Detection annotation records.
========================
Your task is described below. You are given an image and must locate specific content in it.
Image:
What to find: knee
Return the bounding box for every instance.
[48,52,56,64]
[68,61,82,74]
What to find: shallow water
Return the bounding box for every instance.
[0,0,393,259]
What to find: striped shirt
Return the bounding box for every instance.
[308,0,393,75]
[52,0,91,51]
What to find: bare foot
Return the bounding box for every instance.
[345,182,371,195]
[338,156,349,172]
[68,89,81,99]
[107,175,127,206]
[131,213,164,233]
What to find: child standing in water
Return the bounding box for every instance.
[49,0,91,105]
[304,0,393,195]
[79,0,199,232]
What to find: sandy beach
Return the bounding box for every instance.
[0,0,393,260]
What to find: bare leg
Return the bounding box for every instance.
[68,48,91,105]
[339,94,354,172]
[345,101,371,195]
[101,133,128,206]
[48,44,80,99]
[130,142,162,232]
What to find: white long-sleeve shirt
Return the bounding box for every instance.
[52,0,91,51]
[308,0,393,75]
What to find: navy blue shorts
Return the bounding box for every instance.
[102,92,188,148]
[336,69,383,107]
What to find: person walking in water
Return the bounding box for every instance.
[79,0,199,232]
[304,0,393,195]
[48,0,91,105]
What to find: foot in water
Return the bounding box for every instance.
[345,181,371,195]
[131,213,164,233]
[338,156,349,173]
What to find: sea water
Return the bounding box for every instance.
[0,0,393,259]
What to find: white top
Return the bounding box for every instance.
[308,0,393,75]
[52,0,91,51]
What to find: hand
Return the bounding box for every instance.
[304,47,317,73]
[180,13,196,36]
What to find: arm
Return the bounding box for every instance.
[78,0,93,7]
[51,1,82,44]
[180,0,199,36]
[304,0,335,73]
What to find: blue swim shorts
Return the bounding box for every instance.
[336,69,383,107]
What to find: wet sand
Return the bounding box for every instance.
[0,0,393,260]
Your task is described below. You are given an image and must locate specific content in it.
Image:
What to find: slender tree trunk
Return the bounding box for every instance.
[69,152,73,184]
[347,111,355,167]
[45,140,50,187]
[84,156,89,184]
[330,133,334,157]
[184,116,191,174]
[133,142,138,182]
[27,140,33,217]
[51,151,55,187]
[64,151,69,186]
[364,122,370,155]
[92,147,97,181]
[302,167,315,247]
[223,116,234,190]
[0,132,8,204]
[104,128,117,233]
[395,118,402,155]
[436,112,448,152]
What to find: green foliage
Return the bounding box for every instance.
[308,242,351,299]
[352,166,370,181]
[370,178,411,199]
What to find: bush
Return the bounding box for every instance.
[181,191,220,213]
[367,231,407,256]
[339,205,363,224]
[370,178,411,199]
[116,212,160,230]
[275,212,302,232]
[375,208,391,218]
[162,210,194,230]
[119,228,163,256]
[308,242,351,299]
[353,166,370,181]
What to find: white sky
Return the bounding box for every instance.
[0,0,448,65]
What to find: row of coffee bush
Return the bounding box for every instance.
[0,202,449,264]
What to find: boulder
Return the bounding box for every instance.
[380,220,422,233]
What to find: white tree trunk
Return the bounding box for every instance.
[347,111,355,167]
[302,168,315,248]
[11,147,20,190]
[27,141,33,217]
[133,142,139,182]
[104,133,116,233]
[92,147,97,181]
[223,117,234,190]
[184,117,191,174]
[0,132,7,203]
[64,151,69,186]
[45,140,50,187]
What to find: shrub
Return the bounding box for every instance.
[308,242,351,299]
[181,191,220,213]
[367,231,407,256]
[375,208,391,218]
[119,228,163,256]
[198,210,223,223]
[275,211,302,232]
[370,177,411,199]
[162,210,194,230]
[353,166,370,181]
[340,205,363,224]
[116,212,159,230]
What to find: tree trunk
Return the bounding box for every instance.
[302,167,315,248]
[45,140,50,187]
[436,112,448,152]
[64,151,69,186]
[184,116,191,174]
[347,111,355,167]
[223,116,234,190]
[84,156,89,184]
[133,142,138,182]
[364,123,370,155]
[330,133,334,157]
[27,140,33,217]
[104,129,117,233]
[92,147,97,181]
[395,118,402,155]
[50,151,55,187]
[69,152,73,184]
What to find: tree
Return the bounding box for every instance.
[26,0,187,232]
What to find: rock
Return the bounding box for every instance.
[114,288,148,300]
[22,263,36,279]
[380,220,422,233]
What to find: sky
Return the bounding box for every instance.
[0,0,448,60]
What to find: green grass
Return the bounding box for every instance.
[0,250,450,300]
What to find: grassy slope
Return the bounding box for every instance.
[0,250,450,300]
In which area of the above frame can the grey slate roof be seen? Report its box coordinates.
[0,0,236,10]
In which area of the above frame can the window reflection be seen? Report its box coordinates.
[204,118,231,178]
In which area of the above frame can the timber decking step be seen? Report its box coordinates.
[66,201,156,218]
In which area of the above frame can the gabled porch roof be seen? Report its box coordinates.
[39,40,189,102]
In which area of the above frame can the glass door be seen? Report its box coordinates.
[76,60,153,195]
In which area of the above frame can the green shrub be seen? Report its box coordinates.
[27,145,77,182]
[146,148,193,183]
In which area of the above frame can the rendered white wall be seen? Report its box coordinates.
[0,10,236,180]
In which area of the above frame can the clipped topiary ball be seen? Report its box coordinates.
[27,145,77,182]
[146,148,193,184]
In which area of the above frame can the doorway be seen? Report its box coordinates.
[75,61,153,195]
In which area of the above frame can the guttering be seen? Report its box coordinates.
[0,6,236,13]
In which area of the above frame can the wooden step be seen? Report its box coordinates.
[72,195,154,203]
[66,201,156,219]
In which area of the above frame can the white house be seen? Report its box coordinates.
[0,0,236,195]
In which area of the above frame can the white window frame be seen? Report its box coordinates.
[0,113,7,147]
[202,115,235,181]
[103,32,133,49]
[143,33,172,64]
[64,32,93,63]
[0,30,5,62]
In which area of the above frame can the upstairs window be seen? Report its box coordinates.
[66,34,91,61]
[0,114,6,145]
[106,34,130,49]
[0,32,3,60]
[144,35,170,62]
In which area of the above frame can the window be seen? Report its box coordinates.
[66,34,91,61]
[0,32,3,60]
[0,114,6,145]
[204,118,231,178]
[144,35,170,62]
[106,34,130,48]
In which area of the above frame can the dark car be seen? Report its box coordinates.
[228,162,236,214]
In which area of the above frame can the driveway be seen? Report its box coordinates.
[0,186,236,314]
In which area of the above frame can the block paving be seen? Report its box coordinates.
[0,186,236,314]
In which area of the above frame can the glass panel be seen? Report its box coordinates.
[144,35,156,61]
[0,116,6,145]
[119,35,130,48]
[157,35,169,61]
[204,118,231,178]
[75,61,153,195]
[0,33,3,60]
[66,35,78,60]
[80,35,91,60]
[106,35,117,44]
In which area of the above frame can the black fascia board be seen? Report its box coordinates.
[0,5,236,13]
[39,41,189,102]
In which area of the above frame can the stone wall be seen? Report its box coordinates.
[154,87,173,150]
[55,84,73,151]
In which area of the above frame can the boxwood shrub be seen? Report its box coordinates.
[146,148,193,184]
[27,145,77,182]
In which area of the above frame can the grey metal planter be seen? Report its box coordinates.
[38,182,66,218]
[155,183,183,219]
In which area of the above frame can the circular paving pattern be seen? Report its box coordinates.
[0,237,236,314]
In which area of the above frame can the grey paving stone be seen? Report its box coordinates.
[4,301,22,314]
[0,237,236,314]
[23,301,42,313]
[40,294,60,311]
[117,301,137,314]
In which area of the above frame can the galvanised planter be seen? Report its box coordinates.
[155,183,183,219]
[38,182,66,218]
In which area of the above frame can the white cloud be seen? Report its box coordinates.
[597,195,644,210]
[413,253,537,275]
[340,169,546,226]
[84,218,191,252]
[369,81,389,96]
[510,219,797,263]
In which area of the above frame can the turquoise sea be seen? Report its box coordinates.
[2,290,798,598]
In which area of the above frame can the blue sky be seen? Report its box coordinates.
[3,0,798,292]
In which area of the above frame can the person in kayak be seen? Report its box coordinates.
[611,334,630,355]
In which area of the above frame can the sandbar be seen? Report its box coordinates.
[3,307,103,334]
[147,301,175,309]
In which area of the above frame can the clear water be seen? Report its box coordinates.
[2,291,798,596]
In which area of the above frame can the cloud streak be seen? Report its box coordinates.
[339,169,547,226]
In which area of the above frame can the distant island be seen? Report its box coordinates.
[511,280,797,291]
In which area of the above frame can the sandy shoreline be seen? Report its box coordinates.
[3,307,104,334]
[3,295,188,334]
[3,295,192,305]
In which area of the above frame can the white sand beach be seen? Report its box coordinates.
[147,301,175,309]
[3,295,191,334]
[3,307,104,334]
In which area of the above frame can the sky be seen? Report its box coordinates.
========================
EXERCISE TASK.
Write out the records above word for word, starting from the very first line and ending with the line that contains "[130,142,162,232]". Include both of those lines.

EXERCISE RESPONSE.
Your task is described below. You are given an image and must locate specific content in it.
Image:
What to find: knee
Return the bounding box for every instance.
[48,52,56,64]
[68,61,82,74]
What to find: shallow water
Return the bounding box for every instance.
[0,0,393,259]
What to find: striped shirt
Return the bounding box for every instance.
[308,0,393,75]
[52,0,91,51]
What to find: bare foot
Return the bounding box for every instance.
[345,182,371,195]
[338,156,349,172]
[68,89,81,99]
[107,175,127,206]
[131,213,164,233]
What to find: child standing in water
Return the bounding box for every instance.
[49,0,91,105]
[304,0,393,195]
[79,0,199,232]
What to find: sandy beach
Return the bounding box for every instance.
[0,0,393,260]
What to find: bare leg
Return the bounding box for every instance.
[68,48,91,105]
[339,94,354,172]
[345,101,371,195]
[101,133,128,206]
[48,44,80,99]
[130,142,162,232]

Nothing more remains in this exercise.